**REQUIRED TASK:** Select each line in the records below that contains the string "tree", and copy those lines out.
==== AVAILABLE RECORDS
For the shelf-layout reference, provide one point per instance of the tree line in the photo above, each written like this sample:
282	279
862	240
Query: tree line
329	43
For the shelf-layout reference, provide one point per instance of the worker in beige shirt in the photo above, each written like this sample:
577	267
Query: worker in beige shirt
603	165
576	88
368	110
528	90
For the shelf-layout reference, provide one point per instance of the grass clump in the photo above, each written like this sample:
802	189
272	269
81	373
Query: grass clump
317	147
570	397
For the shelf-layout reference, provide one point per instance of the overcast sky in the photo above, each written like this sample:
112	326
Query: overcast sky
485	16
========
==== AVAILABLE RECORDS
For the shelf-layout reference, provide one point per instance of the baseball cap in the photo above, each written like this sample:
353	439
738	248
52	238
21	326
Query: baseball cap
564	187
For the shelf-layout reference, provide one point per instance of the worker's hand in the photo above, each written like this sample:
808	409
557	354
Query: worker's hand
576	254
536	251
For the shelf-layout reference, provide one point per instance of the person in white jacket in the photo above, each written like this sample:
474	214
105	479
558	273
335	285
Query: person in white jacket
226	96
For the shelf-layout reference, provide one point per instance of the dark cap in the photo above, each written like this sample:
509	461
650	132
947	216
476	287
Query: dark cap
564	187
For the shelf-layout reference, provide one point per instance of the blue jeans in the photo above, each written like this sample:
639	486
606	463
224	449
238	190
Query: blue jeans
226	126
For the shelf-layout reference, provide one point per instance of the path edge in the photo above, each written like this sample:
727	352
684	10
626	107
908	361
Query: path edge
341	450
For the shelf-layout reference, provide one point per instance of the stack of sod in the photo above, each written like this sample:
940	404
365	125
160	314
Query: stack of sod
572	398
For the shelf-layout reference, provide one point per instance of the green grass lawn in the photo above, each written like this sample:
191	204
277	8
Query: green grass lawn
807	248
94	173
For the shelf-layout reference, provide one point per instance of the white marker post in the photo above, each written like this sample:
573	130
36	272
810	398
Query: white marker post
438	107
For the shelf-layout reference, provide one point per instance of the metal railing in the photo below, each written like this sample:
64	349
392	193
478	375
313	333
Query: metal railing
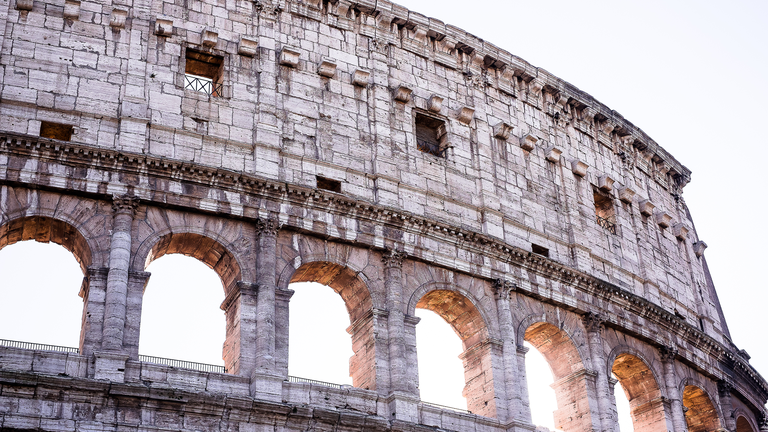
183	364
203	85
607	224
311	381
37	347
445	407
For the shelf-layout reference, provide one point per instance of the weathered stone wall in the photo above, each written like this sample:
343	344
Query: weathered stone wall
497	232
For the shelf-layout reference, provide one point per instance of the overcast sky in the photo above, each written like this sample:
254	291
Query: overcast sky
========
==== AVAILABLE RECORDS
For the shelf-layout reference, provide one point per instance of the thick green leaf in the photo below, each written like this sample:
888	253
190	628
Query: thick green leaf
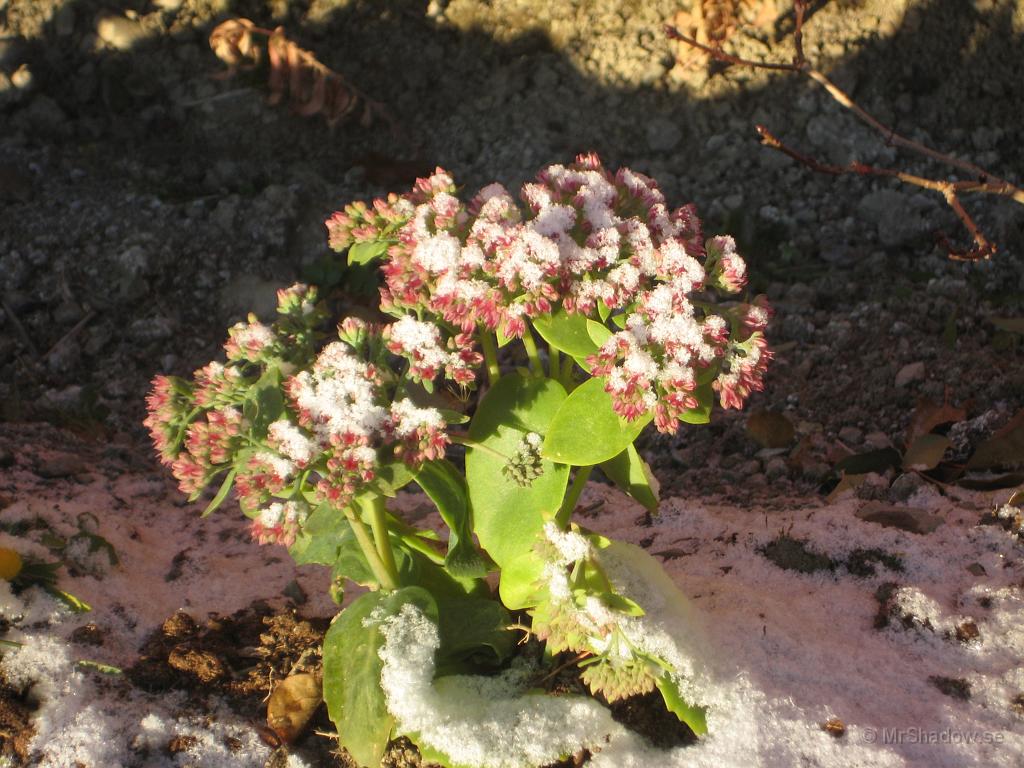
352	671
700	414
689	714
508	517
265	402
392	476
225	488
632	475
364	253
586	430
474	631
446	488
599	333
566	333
========
**THE RESPONSE:**
For the shelf-layout reference, provide one point per instance of the tree line in the photo above, each written like this sample:
Query: tree line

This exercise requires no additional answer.